--- start ---
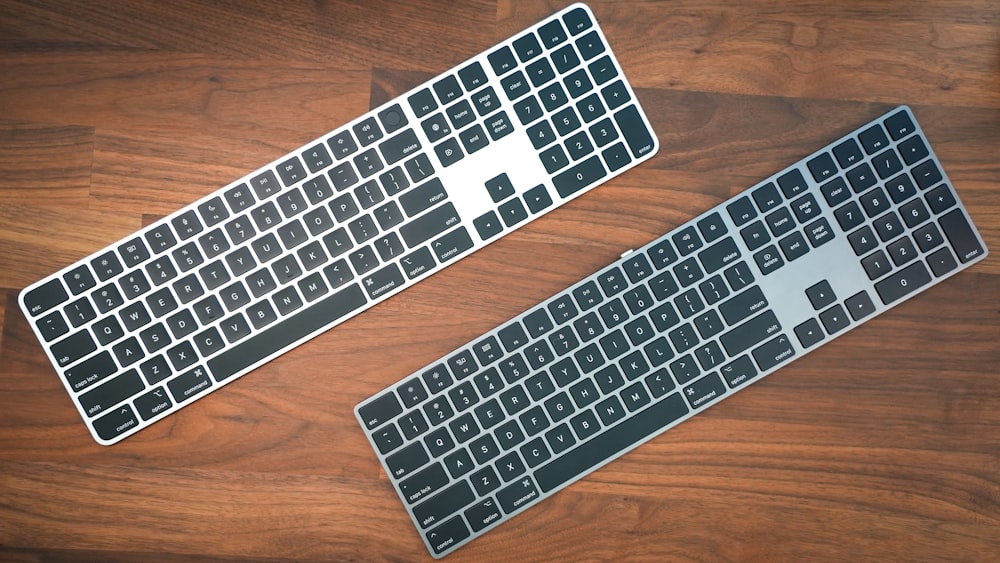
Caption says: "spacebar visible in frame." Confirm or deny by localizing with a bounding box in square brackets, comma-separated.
[208, 283, 367, 382]
[535, 393, 688, 493]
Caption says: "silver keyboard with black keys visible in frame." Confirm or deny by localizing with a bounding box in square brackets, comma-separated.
[20, 4, 658, 445]
[355, 107, 987, 557]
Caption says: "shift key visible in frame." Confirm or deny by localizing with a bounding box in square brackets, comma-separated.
[399, 202, 462, 248]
--- end ---
**What the task asks:** Recast the lines above as a JSON list of strings, one string per line, with blank lines left out. Omit the pictures.

**Result below:**
[
  "Caption says: \"spacebar visible in frame.\" Confirm or deny by localizing with a bounding box in square brackets, comma-separated.",
  "[208, 283, 367, 382]",
  "[535, 393, 688, 493]",
  "Caption says: \"silver keyboard with black keys visible in frame.\" Confirm or deny by localizing with a bounding box in square brackets, comma-separated.",
  "[20, 4, 658, 445]",
  "[355, 107, 987, 557]",
  "Caption says: \"shift key visible in frame.\" Confirm or deny by localizing with a bounding box in square brackets, comma-separated.",
  "[399, 202, 462, 248]"
]